#### [What needs to be done]
Omit the pictures from the entries below and retype everything else exactly.

#### [Given records]
* * *

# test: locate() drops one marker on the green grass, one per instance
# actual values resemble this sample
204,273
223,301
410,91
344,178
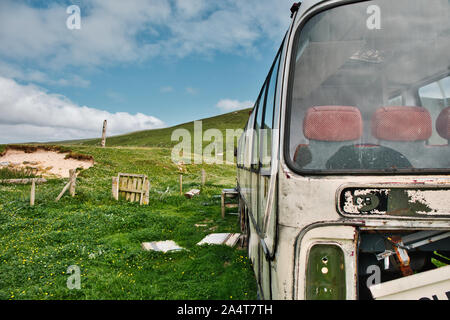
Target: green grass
15,173
103,237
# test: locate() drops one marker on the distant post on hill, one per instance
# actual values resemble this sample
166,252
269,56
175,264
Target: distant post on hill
104,133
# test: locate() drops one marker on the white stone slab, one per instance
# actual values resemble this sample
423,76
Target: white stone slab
229,239
161,246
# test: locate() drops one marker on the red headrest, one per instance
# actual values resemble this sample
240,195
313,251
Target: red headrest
333,123
402,124
443,124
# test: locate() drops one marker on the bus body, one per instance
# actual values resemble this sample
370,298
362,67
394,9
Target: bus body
344,165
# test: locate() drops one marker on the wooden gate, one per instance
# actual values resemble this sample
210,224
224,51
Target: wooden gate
131,187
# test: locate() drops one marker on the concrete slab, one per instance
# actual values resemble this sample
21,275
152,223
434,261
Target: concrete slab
229,239
161,246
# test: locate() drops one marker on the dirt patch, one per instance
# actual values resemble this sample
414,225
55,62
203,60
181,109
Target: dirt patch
46,162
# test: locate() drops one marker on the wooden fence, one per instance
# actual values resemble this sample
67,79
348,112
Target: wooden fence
131,187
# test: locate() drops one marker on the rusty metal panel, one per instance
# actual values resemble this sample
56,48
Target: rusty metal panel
429,285
395,201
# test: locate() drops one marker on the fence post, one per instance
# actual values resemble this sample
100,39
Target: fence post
73,182
33,192
104,133
203,177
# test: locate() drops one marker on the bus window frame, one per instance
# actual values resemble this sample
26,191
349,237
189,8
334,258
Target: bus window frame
290,67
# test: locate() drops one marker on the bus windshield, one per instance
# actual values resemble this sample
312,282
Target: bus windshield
370,89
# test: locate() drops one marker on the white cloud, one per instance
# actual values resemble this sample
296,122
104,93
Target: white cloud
28,113
232,105
166,89
191,91
36,76
136,30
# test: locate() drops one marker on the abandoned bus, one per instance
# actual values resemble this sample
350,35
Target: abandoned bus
344,165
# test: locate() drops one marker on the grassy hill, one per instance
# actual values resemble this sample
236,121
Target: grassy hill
103,237
162,137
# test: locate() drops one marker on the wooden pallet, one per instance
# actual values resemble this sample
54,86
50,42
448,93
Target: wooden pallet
131,187
230,194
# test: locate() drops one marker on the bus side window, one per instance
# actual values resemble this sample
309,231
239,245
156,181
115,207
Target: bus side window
258,123
266,133
435,97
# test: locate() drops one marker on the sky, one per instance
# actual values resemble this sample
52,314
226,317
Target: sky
140,64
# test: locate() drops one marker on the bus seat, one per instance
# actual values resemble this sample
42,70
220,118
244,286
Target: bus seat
404,129
443,124
402,124
333,123
328,128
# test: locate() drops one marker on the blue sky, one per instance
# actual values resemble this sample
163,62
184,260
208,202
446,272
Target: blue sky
141,64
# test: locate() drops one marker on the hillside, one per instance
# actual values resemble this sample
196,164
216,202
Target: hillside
103,237
162,137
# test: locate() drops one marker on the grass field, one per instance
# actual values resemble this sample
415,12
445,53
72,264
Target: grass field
162,137
103,237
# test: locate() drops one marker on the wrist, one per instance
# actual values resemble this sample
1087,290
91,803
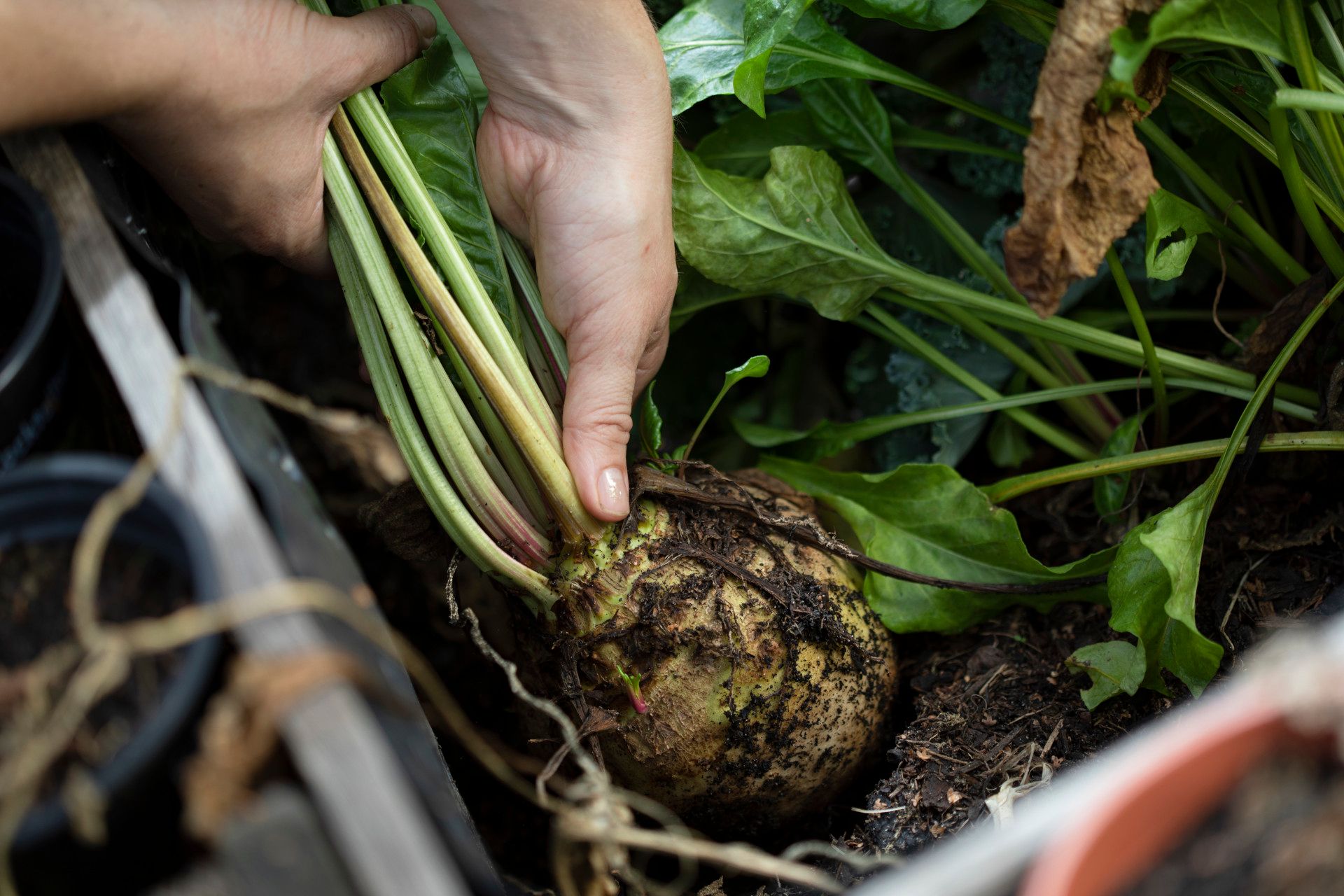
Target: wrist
565,67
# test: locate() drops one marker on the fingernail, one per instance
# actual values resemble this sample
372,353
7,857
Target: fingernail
612,492
426,24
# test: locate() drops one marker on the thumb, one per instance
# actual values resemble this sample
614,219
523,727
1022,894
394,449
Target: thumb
377,43
597,416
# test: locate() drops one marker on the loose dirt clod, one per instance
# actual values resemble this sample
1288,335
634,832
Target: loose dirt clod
1088,179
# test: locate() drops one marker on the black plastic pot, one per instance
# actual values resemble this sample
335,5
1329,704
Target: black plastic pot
31,359
49,500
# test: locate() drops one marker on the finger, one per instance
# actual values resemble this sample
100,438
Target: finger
604,359
375,45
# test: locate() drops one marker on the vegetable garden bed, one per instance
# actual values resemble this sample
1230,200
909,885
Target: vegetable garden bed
1046,333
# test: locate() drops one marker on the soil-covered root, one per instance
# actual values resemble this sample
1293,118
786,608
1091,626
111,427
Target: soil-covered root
750,678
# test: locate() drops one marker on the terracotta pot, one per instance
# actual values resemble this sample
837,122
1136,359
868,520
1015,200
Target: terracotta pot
1187,774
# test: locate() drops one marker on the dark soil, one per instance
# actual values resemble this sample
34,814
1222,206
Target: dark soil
34,615
1280,833
974,711
991,706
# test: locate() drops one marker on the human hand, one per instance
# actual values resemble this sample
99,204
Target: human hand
575,152
233,122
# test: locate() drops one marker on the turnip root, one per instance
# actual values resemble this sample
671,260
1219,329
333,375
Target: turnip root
762,675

* * *

#### [Answer to this problem]
# test: locate() drops one marker on the green grass, one per instance
# actual values resemble this sample
204,273
223,301
410,91
344,178
Target: green grass
15,173
103,237
# test: locate() drops one marker on the distant post on hill, one per instance
# actual values resemble this sample
166,252
269,56
175,264
Target: distant post on hill
104,133
# test: locate() drops one marker on the white stone slab, one per instance
# actual values resemble this sample
423,76
Target: white stone slab
229,239
161,246
# test: locate() drops one marker on the red headrest, one per instance
# actual values resemble this sample
240,195
313,251
Target: red headrest
333,123
402,124
443,124
# test: locate() drops one marker on the bus body, one per instance
# actual values resemble this sample
370,298
362,67
394,9
Target: bus body
344,165
# test: locate() drops one marker on the wooden gate, one per instance
# actual values resemble this sample
210,224
224,51
Target: wooden gate
131,187
# test: locate() drops one marker on the concrete slab, one per instance
# actual values resemble this sample
21,275
152,223
434,261
Target: concrete slab
229,239
161,246
# test: locate() drops one marker on the dirt patch, one per instance
# actual values resemble this sample
414,225
55,62
203,60
181,109
Target: dirt patch
46,162
# test: locate() drops one marker on the wooden fence, one per instance
# actual values resemble this sample
67,79
348,112
Target: wooden fence
131,187
# test: locate() drops one marker on the rusty metal panel, one per instance
# actual values resemble this sample
56,48
Target: rusty metal panel
429,285
395,201
# test: locate() drops one marker on the fence post, one per instance
# actual values resemble this sample
100,39
Target: fence post
73,182
33,192
104,133
203,177
# test: locate() drops one marker on the bus window frame, one per instance
# actual values resemble this sample
26,191
349,237
189,8
334,258
Target: bus window frame
290,67
# test: locate() drops one marker on the bus windshield, one per instance
# actual values resemble this sample
312,282
Target: bus windshield
370,89
# test: locate() drops one marker on the white cloud, one per instance
# actual values resemble this sample
296,122
104,93
Target: white cloud
28,113
232,105
166,89
191,91
36,76
136,30
# test: locate() drops one marker on the abandoned bus, one per instance
# actual values resemble this sample
350,35
Target: abandoned bus
344,165
# test: locate() drops one marker on the grassy hill, one per instance
# actual values resemble this sample
236,121
Target: grassy hill
103,237
162,137
# test: locate() drops one marker on the wooden pallet, one per instance
# actual values resemble this sample
54,86
50,42
448,93
Target: wooden pallet
131,187
230,194
# test: locate() drops one marker on the bus side window, one per instance
# actual values resemble this sample
309,231
239,245
156,181
115,207
Target: bus side window
258,123
266,133
435,97
# test: locate() drops one marker on the sky, one per instance
# actual values resemble this sample
52,314
226,317
Target: sky
140,64
# test: locate() drops one marker on the bus seat, one per instance
# actual values resemble this sample
42,70
220,118
244,286
Target: bus seat
404,129
443,124
402,124
333,123
328,128
# test: locate() drops one marker on the blue sky, one per instance
# actual values resemble this sample
163,62
184,260
208,202
446,272
Target: blue sky
141,64
# test: locate() drops one marker on the hillside, one per instance
# actual values resemble this sample
196,164
216,202
Target: hillside
103,237
162,137
# test: locate() drops one marker on the grass field, one per instance
# actual values resemble this sample
415,12
445,53
72,264
Target: grass field
162,137
103,237
# test: locate() drops one marker on the wrist, one per instance
# actual values resemble this sample
1087,290
91,803
Target: wrist
565,67
# test: locate() drops one marker on the fingernail, one per instance
# actual values resemble this sample
372,353
7,857
Target: fingernail
612,492
426,24
# test: locate() drops one marker on the thumb, one per instance
# actual values resemble this sample
614,219
523,727
1022,894
394,449
Target: thumb
377,43
597,416
# test: locate() drops one marker on the loose dirt clod, one per instance
# actual values resemble this sample
1288,335
634,832
Target: loose dirt clod
1088,179
# test: locate() drops one marker on the black plastic pot, one per instance
# actual values resemble this sample
335,5
1329,704
Target: black plastic pot
31,359
49,500
# test: locate() drops one marker on the finger, one per instance
# actual values resemble this sample
100,438
Target: finger
604,359
375,45
# test: locate() drops one marker on the vegetable garden bed, one per instance
# actual values resemble this sample
1230,200
909,885
Target: vegetable garden bed
1046,333
# test: locate() drops one marker on the soil-covered root, one per instance
# actual values resemble this sample
1293,118
786,608
1091,626
111,427
Target: soil-covered root
750,678
# test: locate() drops one marker on the terracotta pot, one per instance
# actual values resemble this sample
837,122
1136,359
868,520
1015,200
Target: terracotta pot
1187,774
# test: locate() drops one marker on the dark soil, one per instance
# actual values resemble this sample
34,814
1222,206
Target: dark soil
34,615
1280,833
974,711
991,706
# test: locate() drops one marker on the human hand, one per instance
# actual values resemble this sample
99,204
Target: human hand
575,152
233,122
# test: locate() drops one marker on the turnip root, one per instance
# actual values resemble this sample
671,260
1219,329
333,375
Target: turnip root
762,675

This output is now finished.